--- Begin Extracted records ---

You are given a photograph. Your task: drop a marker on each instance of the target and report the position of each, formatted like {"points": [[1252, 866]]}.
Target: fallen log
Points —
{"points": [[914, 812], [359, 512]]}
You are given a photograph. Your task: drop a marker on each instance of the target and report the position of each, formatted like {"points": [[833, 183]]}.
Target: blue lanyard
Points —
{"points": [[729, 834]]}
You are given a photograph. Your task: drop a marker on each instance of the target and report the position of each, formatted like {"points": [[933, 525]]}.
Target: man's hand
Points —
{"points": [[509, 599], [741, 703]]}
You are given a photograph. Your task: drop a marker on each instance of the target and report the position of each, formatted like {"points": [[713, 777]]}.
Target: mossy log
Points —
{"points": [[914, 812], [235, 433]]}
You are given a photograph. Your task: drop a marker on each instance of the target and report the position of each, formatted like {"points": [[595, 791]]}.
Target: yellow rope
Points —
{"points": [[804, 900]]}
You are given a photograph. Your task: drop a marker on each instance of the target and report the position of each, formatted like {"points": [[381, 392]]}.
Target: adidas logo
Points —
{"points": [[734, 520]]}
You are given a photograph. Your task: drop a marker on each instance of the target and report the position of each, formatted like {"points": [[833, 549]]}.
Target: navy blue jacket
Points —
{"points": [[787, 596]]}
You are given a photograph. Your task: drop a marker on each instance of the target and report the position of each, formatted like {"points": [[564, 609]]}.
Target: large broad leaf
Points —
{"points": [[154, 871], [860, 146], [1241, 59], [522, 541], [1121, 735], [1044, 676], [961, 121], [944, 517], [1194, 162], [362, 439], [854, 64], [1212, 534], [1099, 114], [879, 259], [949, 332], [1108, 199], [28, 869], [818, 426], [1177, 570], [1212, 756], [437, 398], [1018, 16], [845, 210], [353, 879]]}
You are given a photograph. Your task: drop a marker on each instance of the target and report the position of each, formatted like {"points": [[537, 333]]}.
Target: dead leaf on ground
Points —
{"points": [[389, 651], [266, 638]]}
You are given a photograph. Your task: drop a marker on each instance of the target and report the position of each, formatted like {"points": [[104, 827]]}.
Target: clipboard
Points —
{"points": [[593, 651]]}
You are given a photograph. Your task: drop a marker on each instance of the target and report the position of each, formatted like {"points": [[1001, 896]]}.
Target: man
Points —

--- End Extracted records ---

▶ Task details: Make an exact copy of the material above.

▶ Answer:
You are given a photograph. Your task: drop a marker on each instance of the target and report the position of each, formatted like {"points": [[1252, 866]]}.
Target: fallen log
Points —
{"points": [[914, 812], [359, 512]]}
You are given a photograph. Your task: drop a marker on each instance of the target and report the position of each, formatted like {"points": [[833, 183]]}.
Target: blue lanyard
Points —
{"points": [[729, 834]]}
You are given a photograph. Your task: drop a marker on each instance of the target and report the position of each, formatted like {"points": [[933, 525]]}.
Target: man's hand
Points —
{"points": [[509, 599], [741, 703]]}
You are given a photograph. Your task: drop a marker on each instance of the target and report the position of each, formatted like {"points": [[713, 777]]}.
Target: mossy log
Points —
{"points": [[914, 812], [235, 433]]}
You are given a photograph. Your task: drop a marker on each instance of the target and report the position of each, formatted like {"points": [[595, 791]]}.
Target: yellow rope
Points —
{"points": [[804, 900]]}
You are given a photograph. Your task: drop a marker on each instance of the target and report the position of each, formatted like {"points": [[381, 392]]}.
Target: adidas logo
Points —
{"points": [[734, 520]]}
You are given a photograph. Your task: drop a marker on each instance of the target and report the position of each, formatted like {"points": [[833, 549]]}.
Target: navy blue jacket
Points —
{"points": [[787, 596]]}
You are given a photograph. Your task: drop a marker on each instance of the target and report the position of each, formatted like {"points": [[564, 609]]}.
Target: large broad leaf
Points —
{"points": [[154, 871], [860, 146], [1241, 59], [522, 541], [1121, 735], [1044, 676], [961, 121], [944, 517], [1194, 162], [362, 439], [854, 64], [1212, 534], [1099, 114], [879, 259], [949, 332], [1108, 199], [28, 869], [818, 426], [1177, 570], [1212, 756], [437, 398], [1018, 16], [845, 210], [353, 879]]}
You are given a photograph. Your task: drop a marker on each instance of the target and report the position of each, formatted like {"points": [[537, 333]]}.
Target: dead leaf on ground
Points —
{"points": [[389, 651], [266, 638]]}
You are given a photograph. Your task: drop a marker on each instance of the target and report the position of each, formatted like {"points": [[104, 827]]}.
Target: clipboard
Points —
{"points": [[593, 651]]}
You are given a photograph. Your task: drop a marker on each instance of the target and report the position of each, formatted like {"points": [[1001, 896]]}.
Target: man
Points —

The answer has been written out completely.